TASKS FOR THIS EXERCISE ->
(A) Transcribe the Guy Fawkes night post, everything from "Find what you" down to "devour your remains.".
(B) In the Guy Fawkes night post, where was the giant bonfire built?
(C) List every sound that the Guy Fawkes night post says accompanies the colors in the sky.

SOURCE EXTRACT ->

- - - -

Find what you love and let it kill you.
Let it drain you of your all. Let it cling onto your back and weigh you down into eventual nothingness.
Let it kill you and let it devour your remains.
For all things will kill you, both slowly and fastly, but it’s much better to be killed by a lover.
~ Falsely yours”
“• Charles Bukowski
It’s Guy Fawkes night tonight. Outside my window, the sky is lit not only by the usual flickering streetlights and myriad houses dotting the hill opposite, but with spiralling, falling colours accompanied by whistles, cracks and bangs. I feel only a slight compulsion to do more than look out the window every now and then, to pay more than idle attention to the kaleidoscopic pageant, to garner the same joy I felt as a child when that one night of the year came around, when we’d build a giant bonfire behind the back fence and let off a big bag of fireworks. Somewhere along the way, ‘crackers’ were banned, and they haven’t really been missed since. In this country though, it’s still possible to walk into the corner store and purchase your own personal pyrotechnics display. I’m not sure how I feel about that, maybe if I was 15, or 25, I’d be exploding things with the youthful enthusiasm of the best of them, but now it just doesn’t register on the scale of cool shit to do for fun.

- - - -

ENTRIES ->
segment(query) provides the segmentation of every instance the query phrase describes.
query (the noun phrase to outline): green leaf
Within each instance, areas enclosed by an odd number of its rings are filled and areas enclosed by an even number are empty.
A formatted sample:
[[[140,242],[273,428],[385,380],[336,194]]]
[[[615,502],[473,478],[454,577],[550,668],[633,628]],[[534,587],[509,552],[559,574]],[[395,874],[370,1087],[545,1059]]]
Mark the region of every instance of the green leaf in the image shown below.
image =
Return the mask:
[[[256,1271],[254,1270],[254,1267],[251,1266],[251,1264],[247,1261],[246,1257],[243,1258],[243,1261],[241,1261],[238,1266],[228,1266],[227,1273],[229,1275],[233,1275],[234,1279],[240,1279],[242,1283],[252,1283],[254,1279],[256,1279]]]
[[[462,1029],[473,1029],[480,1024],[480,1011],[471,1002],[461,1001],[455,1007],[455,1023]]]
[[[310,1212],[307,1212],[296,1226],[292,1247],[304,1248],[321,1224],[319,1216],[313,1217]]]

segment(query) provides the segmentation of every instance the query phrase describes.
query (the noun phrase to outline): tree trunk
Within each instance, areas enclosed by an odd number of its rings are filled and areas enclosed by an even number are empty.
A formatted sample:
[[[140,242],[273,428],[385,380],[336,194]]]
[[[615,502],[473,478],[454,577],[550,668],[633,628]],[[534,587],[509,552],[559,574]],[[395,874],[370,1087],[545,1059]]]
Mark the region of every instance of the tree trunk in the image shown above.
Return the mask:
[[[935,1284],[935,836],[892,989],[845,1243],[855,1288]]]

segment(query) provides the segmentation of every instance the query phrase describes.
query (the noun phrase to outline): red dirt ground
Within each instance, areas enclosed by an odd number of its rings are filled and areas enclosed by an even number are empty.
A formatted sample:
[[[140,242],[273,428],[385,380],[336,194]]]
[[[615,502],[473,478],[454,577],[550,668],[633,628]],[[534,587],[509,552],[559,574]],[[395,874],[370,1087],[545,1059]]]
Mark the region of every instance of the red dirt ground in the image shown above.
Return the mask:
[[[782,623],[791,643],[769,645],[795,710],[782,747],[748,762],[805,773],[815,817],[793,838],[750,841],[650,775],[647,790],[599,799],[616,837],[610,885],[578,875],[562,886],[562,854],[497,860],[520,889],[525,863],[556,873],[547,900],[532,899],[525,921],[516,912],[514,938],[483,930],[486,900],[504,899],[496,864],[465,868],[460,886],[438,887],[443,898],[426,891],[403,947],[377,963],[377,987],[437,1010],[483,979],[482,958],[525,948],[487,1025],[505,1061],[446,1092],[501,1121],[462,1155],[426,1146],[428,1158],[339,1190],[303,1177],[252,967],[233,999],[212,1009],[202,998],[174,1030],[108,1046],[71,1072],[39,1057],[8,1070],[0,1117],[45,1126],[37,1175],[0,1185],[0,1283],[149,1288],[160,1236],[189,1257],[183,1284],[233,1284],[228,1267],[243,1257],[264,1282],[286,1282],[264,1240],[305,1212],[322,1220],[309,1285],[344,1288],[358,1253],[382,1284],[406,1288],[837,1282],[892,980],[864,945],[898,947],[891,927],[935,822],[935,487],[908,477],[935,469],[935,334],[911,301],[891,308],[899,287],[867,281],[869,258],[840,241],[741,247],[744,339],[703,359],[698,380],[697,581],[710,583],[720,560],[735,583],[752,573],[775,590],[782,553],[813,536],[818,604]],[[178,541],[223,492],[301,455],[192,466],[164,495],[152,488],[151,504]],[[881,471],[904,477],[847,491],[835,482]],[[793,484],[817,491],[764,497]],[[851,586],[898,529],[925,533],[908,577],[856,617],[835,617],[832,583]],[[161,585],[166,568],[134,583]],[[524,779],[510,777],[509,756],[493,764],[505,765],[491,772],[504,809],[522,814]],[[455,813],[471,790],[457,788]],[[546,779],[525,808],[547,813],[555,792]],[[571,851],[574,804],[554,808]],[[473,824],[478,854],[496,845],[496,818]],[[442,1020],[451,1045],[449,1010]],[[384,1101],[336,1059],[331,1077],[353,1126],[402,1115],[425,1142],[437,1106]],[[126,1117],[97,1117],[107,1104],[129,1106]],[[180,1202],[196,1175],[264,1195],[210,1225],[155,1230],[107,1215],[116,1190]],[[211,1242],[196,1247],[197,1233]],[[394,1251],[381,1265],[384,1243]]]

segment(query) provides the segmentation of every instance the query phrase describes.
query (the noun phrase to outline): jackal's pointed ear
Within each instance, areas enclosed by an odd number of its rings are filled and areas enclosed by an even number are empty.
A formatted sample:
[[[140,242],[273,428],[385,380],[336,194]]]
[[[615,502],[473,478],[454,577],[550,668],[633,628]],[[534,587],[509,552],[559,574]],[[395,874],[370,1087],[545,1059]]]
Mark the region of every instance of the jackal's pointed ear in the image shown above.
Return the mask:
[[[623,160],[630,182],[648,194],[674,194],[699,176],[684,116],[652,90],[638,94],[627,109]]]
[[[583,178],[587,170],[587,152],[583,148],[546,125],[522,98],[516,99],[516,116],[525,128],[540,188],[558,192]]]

- - - -

EXERCISE ANSWERS ->
(A)
Find what you love and let it kill you.
Let it drain you of your all. Let it cling onto your back and weigh you down into eventual nothingness.
Let it kill you and let it devour your remains.

(B) Behind the back fence.

(C) Whistles, cracks, bangs